Carry none of the pictures over; write out the complete data exactly.

▸ Data to process
________________________________________
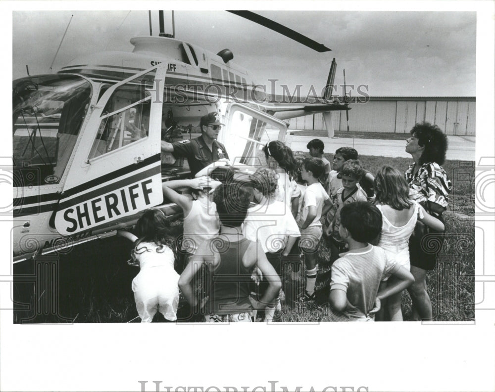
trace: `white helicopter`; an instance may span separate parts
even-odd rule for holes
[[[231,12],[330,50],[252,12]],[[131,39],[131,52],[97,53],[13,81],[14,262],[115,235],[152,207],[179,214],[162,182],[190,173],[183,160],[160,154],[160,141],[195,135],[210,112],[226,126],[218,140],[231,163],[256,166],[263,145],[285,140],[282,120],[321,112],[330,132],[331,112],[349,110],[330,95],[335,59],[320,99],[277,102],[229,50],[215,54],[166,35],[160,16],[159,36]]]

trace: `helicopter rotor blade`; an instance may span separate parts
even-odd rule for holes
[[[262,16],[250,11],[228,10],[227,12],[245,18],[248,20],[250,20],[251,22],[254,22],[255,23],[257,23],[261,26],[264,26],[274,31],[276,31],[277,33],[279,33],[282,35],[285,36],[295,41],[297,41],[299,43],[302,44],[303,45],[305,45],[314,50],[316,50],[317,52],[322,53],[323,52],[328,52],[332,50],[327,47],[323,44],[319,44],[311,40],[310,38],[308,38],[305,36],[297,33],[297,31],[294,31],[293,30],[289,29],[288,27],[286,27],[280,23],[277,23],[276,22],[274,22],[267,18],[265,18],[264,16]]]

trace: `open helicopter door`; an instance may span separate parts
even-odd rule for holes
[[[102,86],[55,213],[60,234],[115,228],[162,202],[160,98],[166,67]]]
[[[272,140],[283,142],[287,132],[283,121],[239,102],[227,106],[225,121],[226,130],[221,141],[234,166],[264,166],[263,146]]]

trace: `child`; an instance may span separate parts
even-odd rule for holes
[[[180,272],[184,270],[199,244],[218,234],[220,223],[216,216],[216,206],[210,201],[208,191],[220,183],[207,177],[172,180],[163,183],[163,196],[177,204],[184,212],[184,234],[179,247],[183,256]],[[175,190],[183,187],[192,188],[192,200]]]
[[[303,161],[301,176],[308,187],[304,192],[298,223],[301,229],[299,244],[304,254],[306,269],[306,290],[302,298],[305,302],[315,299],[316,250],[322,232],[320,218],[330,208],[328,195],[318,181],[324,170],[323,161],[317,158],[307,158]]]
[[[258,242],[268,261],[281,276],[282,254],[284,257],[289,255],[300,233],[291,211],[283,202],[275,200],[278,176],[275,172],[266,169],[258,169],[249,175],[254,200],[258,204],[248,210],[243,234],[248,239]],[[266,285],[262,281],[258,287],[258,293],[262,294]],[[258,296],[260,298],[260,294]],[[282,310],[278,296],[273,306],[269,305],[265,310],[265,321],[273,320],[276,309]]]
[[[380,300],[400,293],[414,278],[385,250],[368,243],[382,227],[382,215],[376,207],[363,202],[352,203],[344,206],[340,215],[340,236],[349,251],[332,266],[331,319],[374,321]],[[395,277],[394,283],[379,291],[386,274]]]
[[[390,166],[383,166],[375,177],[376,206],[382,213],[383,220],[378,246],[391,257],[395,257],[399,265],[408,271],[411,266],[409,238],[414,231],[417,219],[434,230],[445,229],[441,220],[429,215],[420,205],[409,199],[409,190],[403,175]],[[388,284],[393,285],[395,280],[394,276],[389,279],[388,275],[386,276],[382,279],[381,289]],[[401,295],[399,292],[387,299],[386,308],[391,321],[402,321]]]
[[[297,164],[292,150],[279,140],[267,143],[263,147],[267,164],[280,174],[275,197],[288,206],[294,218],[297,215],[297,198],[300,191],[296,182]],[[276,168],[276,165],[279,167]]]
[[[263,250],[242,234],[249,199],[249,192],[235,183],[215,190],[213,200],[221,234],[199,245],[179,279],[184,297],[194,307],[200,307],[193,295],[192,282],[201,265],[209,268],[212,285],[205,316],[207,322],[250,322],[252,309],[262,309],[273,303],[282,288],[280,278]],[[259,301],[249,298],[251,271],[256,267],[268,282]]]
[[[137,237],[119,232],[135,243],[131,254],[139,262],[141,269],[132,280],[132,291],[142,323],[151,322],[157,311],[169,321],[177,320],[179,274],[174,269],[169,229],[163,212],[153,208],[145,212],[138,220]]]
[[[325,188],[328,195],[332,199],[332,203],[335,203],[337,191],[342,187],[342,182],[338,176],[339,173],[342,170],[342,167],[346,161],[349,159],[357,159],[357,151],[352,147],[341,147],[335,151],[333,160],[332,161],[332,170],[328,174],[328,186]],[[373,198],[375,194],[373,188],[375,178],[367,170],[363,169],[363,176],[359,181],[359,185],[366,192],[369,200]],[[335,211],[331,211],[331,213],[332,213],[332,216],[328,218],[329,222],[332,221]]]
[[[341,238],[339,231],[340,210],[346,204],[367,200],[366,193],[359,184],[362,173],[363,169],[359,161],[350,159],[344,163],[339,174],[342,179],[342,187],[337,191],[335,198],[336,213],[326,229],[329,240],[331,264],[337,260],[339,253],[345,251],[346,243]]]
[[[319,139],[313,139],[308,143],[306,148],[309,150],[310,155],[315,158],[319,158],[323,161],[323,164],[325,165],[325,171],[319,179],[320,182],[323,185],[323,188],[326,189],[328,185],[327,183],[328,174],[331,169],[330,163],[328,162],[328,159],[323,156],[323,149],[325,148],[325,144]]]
________________________________________
▸ Result for this task
trace: `white helicopter`; an instance may span separate parts
even-odd rule for holes
[[[231,12],[330,50],[252,12]],[[131,39],[131,52],[97,53],[13,81],[14,262],[115,235],[152,207],[179,214],[162,182],[190,173],[183,160],[160,154],[160,141],[195,135],[210,112],[226,126],[218,140],[231,163],[256,166],[263,145],[285,140],[282,120],[321,112],[330,132],[331,112],[349,110],[330,95],[335,59],[320,99],[277,102],[229,50],[215,54],[166,35],[160,16],[159,36]]]

trace: `helicopter rotor blade`; an instance may span separate parts
even-odd rule for holes
[[[262,16],[250,11],[228,10],[227,12],[245,18],[248,20],[250,20],[251,22],[254,22],[255,23],[257,23],[261,26],[264,26],[274,31],[276,31],[277,33],[279,33],[282,35],[285,36],[295,41],[297,41],[299,43],[302,44],[303,45],[305,45],[314,50],[316,50],[317,52],[322,53],[323,52],[328,52],[332,50],[327,47],[323,44],[319,44],[311,40],[310,38],[308,38],[305,36],[297,33],[297,31],[294,31],[293,30],[289,29],[288,27],[286,27],[280,23],[277,23],[276,22],[274,22],[267,18],[265,18],[264,16]]]

trace: `open helicopter door`; an instance may span separate parts
even-odd rule for holes
[[[102,86],[55,213],[60,234],[115,228],[162,202],[160,98],[166,67]]]
[[[272,140],[283,142],[287,132],[283,121],[239,102],[227,106],[225,121],[226,130],[221,141],[234,166],[264,166],[263,146]]]

trace: `child`; an instance may span separate parts
even-odd rule for holes
[[[180,272],[184,270],[199,244],[218,234],[220,223],[216,216],[216,206],[210,201],[208,191],[220,183],[207,177],[172,180],[163,183],[163,196],[177,204],[184,212],[184,234],[179,247],[183,256]],[[175,190],[183,187],[192,188],[192,200]]]
[[[303,161],[301,176],[308,187],[304,192],[298,223],[301,229],[299,244],[304,254],[306,269],[306,290],[302,298],[305,302],[315,299],[316,250],[322,232],[320,218],[330,208],[328,195],[318,181],[324,170],[323,161],[317,158],[307,158]]]
[[[258,242],[268,261],[281,276],[282,254],[284,257],[289,255],[300,233],[291,211],[283,202],[275,200],[278,176],[275,172],[266,169],[258,169],[249,175],[254,200],[258,204],[248,210],[243,234],[248,239]],[[266,285],[262,281],[258,287],[258,293],[262,294]],[[258,296],[260,298],[260,294]],[[282,310],[278,296],[273,306],[269,305],[265,310],[265,321],[273,320],[276,309]]]
[[[380,300],[400,293],[414,278],[385,250],[368,243],[382,227],[382,215],[376,207],[363,202],[352,203],[344,206],[340,215],[340,236],[349,251],[332,266],[331,319],[374,321]],[[395,277],[394,283],[379,291],[386,274]]]
[[[390,166],[383,166],[375,177],[376,206],[382,213],[383,220],[378,246],[391,257],[395,257],[399,265],[408,271],[411,266],[409,238],[414,231],[417,219],[434,230],[445,229],[441,220],[429,215],[420,205],[409,199],[409,190],[403,175]],[[388,284],[393,285],[395,280],[394,276],[389,279],[388,275],[386,276],[382,279],[381,289]],[[401,295],[399,292],[387,299],[386,308],[391,321],[402,321]]]
[[[297,164],[292,150],[279,140],[267,143],[263,147],[267,164],[280,174],[275,197],[288,206],[294,218],[297,215],[297,198],[300,191],[296,182]],[[276,168],[276,165],[279,167]]]
[[[263,250],[242,234],[249,199],[249,192],[235,183],[215,190],[213,200],[221,234],[199,245],[179,279],[184,297],[194,307],[200,307],[193,295],[192,282],[201,265],[209,268],[212,285],[205,316],[207,322],[250,322],[252,309],[262,309],[273,303],[282,288],[280,278]],[[259,301],[249,298],[251,271],[256,267],[268,282]]]
[[[137,237],[119,232],[135,243],[131,254],[139,262],[141,269],[132,280],[132,291],[142,323],[151,322],[157,311],[169,321],[177,320],[179,274],[174,269],[169,229],[163,212],[153,208],[145,212],[138,220]]]
[[[325,188],[328,195],[332,199],[332,203],[335,203],[337,191],[342,187],[342,182],[338,176],[339,173],[342,170],[342,167],[346,161],[349,159],[357,159],[357,151],[352,147],[341,147],[335,151],[333,160],[332,161],[332,170],[328,174],[328,186]],[[373,198],[375,194],[373,188],[375,178],[367,170],[363,169],[363,176],[359,181],[359,185],[366,192],[369,200]],[[335,211],[331,211],[331,213],[332,213],[332,216],[328,218],[329,222],[332,221]]]
[[[341,238],[339,231],[340,210],[346,204],[367,200],[366,193],[359,184],[362,173],[363,169],[359,161],[350,159],[344,163],[339,174],[342,179],[342,187],[337,191],[335,198],[336,213],[326,229],[329,240],[331,264],[337,260],[339,253],[345,251],[346,243]]]
[[[319,139],[313,139],[308,143],[306,148],[309,150],[310,155],[315,158],[319,158],[323,161],[323,164],[325,165],[325,171],[319,179],[320,182],[323,185],[323,188],[326,189],[328,185],[327,183],[328,174],[331,169],[330,163],[328,162],[328,159],[323,156],[323,149],[325,148],[325,144]]]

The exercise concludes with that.